* Direction
In the records below, copy out word for word the part that begins with the line containing "metal beam in" and ends with the line containing "[(60, 149)]", including both of those lines and nothing else.

* Input rows
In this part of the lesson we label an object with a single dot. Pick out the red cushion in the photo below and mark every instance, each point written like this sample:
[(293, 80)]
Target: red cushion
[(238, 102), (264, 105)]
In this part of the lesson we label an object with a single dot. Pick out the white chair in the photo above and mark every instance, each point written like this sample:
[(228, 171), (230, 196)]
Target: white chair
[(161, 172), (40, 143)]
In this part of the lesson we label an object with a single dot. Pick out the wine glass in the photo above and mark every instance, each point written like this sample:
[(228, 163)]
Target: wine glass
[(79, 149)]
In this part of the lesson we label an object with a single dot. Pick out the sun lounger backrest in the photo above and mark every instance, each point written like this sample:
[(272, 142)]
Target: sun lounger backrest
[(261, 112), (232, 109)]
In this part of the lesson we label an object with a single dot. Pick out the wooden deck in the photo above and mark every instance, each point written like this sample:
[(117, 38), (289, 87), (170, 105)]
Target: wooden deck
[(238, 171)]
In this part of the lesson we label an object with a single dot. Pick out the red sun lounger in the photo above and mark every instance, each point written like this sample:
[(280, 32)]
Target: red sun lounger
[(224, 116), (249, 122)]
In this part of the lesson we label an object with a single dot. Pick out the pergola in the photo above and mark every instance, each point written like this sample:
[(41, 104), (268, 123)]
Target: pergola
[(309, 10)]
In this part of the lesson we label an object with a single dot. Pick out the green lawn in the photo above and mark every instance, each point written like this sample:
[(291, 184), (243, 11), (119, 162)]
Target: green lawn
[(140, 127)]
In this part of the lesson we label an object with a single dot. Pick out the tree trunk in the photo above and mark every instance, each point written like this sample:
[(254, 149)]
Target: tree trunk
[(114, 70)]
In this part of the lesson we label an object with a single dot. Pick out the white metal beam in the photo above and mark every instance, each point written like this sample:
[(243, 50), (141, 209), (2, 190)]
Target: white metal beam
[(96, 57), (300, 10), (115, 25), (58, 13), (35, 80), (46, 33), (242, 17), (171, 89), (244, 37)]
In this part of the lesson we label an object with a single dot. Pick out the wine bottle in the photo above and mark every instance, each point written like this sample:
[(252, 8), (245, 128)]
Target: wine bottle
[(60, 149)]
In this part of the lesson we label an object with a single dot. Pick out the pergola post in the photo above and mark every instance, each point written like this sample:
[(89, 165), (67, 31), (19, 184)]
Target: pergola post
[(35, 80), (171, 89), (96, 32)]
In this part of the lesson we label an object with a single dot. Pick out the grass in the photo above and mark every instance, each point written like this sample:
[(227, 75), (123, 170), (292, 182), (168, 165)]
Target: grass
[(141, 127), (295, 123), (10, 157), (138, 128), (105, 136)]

--

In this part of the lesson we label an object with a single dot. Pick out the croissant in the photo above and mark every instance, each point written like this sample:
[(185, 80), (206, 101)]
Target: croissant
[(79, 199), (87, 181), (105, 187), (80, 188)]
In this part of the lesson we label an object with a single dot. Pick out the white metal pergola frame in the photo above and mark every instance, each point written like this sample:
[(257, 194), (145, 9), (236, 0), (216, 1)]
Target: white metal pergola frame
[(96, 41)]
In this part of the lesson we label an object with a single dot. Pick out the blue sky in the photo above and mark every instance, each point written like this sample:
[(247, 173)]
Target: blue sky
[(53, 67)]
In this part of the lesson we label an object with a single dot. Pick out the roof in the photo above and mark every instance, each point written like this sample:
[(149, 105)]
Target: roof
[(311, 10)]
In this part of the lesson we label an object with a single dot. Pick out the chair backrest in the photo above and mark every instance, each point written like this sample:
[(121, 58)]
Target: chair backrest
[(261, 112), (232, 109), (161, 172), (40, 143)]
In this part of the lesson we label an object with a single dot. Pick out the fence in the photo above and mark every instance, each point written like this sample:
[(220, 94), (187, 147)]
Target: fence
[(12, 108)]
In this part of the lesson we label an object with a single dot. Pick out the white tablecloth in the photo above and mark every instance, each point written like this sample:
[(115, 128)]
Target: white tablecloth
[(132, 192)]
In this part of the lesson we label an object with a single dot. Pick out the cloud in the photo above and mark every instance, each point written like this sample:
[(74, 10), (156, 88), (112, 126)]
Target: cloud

* Result of the task
In this part of the lesson we label an object with a single dot. Pick out the white metal beam in the photo above and mark every instance, each point written like this sample:
[(243, 50), (141, 209), (2, 190)]
Target: white metal beam
[(96, 57), (300, 10), (115, 25), (58, 13), (35, 80), (46, 33), (242, 17), (171, 89), (244, 37)]
In this part of the lesson we label an object with a single dot. Pick out the wine bottle in the photo above and mark every instance, each point written like this sample:
[(252, 8), (245, 128)]
Target: wine bottle
[(60, 149)]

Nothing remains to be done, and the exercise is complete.